### ARTIGO
- - -

23/09/2009

Fuga fugaz

Contar uma fuga levou-o, pobre dele, a dirimir sobre o ponto de partida, não propriamente da ou para a fuga, mas para a escrita dela, que tanto podia ser para uma determinada fuga, em concreto, ou para uma qualquer fuga.
Preferiu esta última, incerta, imprecisa, e por isso ilimitada e para ele mais mansa e livre, como devem ser todas as fugas.
Um destes dias, de pena em punho, decidido como quem entra na liça, arriscou uma aventura, e escreveu de olhos cerrados:

Fica comigo, deixa que as palavras te seduzam, e encostados um ao outro admiremos o rio, de mãos desenlaçadas, como na ode do poeta. E descansados de estarmos, que o tempo nos invada e nos enleve. Em breve, verás, seremos longe, como quem se abandona sem querer ou sem saber que o quer. Partamos!

Depois, triste e desenganado, dobrou em quatro o branco que lhe sobrou da vigília, e adormeceu.

4 comentários:

Nuno Baptista Coelho disse...

Escrevi mentalmente um longo comentário enquanto lia o texto. Quando por fim li “Depois, triste e desenganado, dobrou em quatro o branco que lhe sobrou da vigília, e adormeceu”, deixei subitamente de ter comentários, e mentalmente fiz Delete.

Gostaria de ter escrito tal frase, e poderia decerto subscrevê-la por inteiro, mas não deixaria de me assolar o receio de ter deixado ali a melhor frase da minha vida, sujeitando assim qualquer produção futura a um crivo impossivelmente exigente. Tanta coisa, e dita em tão poucas palavras…

Quanto ao resto, a escolha é inatacável: o Ricardo Reis assumiu-se nesse poema como o perfeito mestre da fuga, seguindo o indiscutível princípio que postula que a melhor forma de fugir de algum sítio é começar por não estar lá. Não responde no entanto a tudo, e deixa por abordar o problema que é fugir, quando se está de facto lá. Mas não deixa de ser um excelente princípio.

- - -

### REGISTOS FORNECIDOS

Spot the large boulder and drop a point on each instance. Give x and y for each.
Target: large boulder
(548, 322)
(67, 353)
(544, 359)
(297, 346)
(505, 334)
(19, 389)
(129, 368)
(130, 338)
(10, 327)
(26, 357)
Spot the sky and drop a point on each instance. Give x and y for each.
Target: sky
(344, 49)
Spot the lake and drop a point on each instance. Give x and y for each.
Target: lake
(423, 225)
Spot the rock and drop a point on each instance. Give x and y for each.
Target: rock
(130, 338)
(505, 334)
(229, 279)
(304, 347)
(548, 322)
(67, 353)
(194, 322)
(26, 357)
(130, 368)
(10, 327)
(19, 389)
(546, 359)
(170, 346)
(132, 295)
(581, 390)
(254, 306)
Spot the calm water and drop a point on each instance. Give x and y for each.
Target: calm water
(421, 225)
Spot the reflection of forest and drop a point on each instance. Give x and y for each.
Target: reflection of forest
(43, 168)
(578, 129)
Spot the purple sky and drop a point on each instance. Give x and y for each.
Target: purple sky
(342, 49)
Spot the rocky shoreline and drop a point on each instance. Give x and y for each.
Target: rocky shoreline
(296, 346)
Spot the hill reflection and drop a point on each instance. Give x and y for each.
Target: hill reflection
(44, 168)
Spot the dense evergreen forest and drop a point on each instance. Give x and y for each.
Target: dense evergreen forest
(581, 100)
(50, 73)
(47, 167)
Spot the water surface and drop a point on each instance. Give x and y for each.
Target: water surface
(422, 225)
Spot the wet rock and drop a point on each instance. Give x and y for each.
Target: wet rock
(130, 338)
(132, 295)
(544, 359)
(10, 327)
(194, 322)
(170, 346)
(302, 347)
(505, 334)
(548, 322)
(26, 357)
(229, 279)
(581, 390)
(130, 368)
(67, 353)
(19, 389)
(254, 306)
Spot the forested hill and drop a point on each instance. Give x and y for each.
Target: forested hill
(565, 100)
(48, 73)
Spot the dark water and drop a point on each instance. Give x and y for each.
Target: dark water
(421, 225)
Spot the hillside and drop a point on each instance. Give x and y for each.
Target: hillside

- - -

### CONJUNTO DE TAREFAS
1. Reproduza o trecho do texto «Fuga fugaz» que começa em "Quanto ao resto, a" e acaba em "um excelente princípio.".
2. Indique se cada afirmação está de acordo com o texto «Fuga fugaz», respondendo sim ou não e citando as palavras do texto que o decidem.
(a) Ele preferiu escrever sobre uma fuga determinada, em concreto.
(b) Ele escreveu de olhos cerrados.
(c) Nuno Baptista Coelho escreveu mentalmente um longo comentário enquanto lia o texto.
3. Continue o texto «Fuga fugaz» a partir do ponto em que termina.

### RESULTADOS DAS TAREFAS
1.
Quanto ao resto, a escolha é inatacável: o Ricardo Reis assumiu-se nesse poema como o perfeito mestre da fuga, seguindo o indiscutível princípio que postula que a melhor forma de fugir de algum sítio é começar por não estar lá. Não responde no entanto a tudo, e deixa por abordar o problema que é fugir, quando se está de facto lá. Mas não deixa de ser um excelente princípio.

2.
(a) Não: "Preferiu esta última, incerta, imprecisa, e por isso ilimitada"
(b) Sim: "e escreveu de olhos cerrados"
(c) Sim: "Escrevi mentalmente um longo comentário enquanto lia o texto."

3.
O “Partamos!” que remata o texto dentro do texto deixa ainda uma ambiguidade, havendo como há os que partem juntos, e os que partem cada um para seu lado. É que são coisas diferentes.

Em resumo, excepcional. E de muito bom agoiro para o futuro. Num texto anterior dei-te as boas vindas, neste dou os meus sinceros parabéns.

Armindo S. disse...

Sabendo que as areias da praia fluvial da sua aldeia sustentaram os pés calejados de quem partiu,uns séculos antes, carregando sonhos, para as terras imaginadas, do outro lado do mar, o poeta teria gostado de conversar com o poeta de hoje. Ou o fantasma continua a fazer das suas: a convidar-nos de novo para libações à sua mesa. Ou um pensativo cigarro, pretende, por exotéricos sinais que se encontre a arcada certa para a justa gastronomia.
Sublime lírica. Poesia em estado puro.

Adriano disse...

uuuufff!
Muito obrigado!

António Souto disse...

Agradeço a gentileza dos comentários, animadores, que os (e neste determinante cabem «as») "colegas" do blogue têm feito. Farei por não desiludir, mas não prometo, que isto de juntar palavras...
Abraço a todos e todas.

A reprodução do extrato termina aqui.